■ **DATA RECORDS**
--------------------------------------------------

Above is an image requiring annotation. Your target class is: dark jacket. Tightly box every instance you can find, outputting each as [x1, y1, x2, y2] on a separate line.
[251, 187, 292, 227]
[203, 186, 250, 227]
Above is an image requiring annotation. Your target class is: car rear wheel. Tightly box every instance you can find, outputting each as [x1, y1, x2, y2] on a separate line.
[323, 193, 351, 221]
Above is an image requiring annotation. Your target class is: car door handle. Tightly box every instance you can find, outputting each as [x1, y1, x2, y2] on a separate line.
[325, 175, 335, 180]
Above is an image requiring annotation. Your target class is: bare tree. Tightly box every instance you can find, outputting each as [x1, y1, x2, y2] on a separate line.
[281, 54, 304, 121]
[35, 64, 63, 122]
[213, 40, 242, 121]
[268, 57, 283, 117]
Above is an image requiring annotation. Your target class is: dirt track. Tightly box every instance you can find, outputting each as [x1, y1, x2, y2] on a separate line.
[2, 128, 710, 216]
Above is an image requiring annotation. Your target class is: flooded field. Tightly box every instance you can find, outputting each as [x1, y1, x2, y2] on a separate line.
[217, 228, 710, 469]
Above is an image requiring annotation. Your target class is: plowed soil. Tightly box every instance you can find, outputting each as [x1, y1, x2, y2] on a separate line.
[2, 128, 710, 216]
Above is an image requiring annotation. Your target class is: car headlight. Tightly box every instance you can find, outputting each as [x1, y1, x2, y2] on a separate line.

--------------------------------------------------

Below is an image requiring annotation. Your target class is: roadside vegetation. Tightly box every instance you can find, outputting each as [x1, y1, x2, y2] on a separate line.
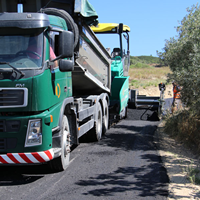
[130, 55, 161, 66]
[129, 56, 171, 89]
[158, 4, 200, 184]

--------------------------------------------------

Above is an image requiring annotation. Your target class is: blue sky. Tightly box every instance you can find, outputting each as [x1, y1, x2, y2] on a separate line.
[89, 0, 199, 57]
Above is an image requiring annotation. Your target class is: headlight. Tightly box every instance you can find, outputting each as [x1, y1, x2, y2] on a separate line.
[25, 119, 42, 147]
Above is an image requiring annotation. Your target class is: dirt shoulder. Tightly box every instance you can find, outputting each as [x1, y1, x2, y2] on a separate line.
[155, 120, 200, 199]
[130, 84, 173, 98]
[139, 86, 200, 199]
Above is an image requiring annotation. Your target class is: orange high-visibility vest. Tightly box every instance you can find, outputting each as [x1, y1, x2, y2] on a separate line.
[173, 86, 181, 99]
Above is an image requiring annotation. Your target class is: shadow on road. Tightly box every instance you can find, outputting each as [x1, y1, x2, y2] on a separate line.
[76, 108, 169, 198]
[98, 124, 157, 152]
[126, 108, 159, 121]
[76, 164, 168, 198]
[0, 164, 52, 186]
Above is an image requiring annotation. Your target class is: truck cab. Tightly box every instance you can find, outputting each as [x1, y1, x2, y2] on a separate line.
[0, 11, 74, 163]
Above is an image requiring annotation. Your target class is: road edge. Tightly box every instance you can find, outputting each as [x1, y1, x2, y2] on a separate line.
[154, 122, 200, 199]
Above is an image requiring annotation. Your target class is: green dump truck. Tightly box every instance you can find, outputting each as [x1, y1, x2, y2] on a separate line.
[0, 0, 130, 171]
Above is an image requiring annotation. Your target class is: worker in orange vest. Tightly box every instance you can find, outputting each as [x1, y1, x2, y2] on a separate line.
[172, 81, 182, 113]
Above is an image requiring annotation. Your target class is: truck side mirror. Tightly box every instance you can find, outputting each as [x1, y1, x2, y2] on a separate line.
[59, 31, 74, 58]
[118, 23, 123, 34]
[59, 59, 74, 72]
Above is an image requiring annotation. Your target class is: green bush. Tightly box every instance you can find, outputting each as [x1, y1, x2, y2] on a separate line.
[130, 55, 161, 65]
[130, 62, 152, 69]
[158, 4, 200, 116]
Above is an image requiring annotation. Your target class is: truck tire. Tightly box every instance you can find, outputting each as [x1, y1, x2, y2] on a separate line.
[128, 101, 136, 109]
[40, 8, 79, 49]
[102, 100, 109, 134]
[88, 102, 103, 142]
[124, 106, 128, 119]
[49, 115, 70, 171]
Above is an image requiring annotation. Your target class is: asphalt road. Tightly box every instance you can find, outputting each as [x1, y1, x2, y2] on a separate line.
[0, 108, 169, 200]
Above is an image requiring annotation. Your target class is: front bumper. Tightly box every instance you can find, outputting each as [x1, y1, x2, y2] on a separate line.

--------------------------------------------------

■ **YOUR GOAL**
In the listing above, locate the line containing "class is: flooded" and the line containing "is: car headlight.", then transcribe both and every line between them verbatim.

■ **YOUR SOLUTION**
Above is an image requiring annotation. Your target class is: flooded field. Tightly box every instance you can find, outputting each as [x1, y1, x2, y2] on a separate line.
[217, 228, 710, 469]
Above is an image requiring annotation. Your target class is: plowed soil. Tightly box every instance you can find, outputting each as [x1, y1, x2, y2] on a separate line.
[2, 128, 710, 216]
Above is an image requiring annotation. Your target class is: car headlight. Tightly box every instance you can find, outputting each as [x1, y1, x2, y2] on a separate line.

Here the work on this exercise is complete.